_WHAT TO DO_. Reproduce verbatim the lines of the items starting at the line containing "task: segment the ocean water" and ending at the final line of the items, with both ends included.
====================
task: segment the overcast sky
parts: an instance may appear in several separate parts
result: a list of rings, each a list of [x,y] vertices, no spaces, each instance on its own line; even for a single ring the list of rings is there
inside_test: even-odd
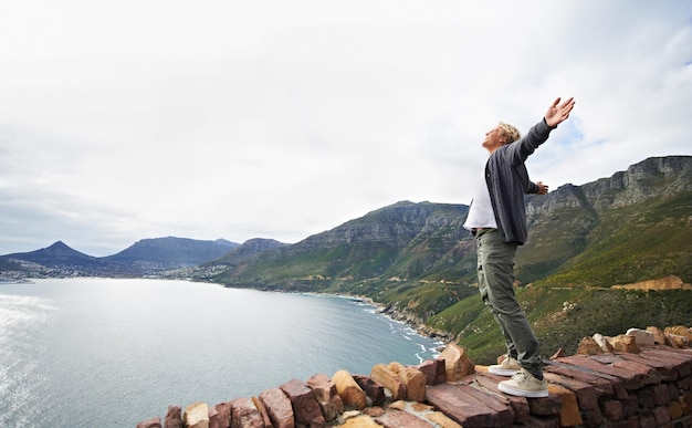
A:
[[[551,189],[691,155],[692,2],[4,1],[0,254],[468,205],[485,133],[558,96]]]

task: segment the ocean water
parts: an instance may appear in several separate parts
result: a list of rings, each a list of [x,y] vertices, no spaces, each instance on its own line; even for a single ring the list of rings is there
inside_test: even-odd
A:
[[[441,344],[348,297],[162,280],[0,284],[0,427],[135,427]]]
====================
_EXERCISE RESULT_.
task: segment the ocean water
parts: an instance may appear in several separate parts
result: a list of rings, each a list of [x,y] vertices, no spaces, each instance on its own line; even for a single ring the list of rings is there
inside_test: even-odd
A:
[[[441,344],[348,297],[162,280],[0,284],[0,427],[135,427]]]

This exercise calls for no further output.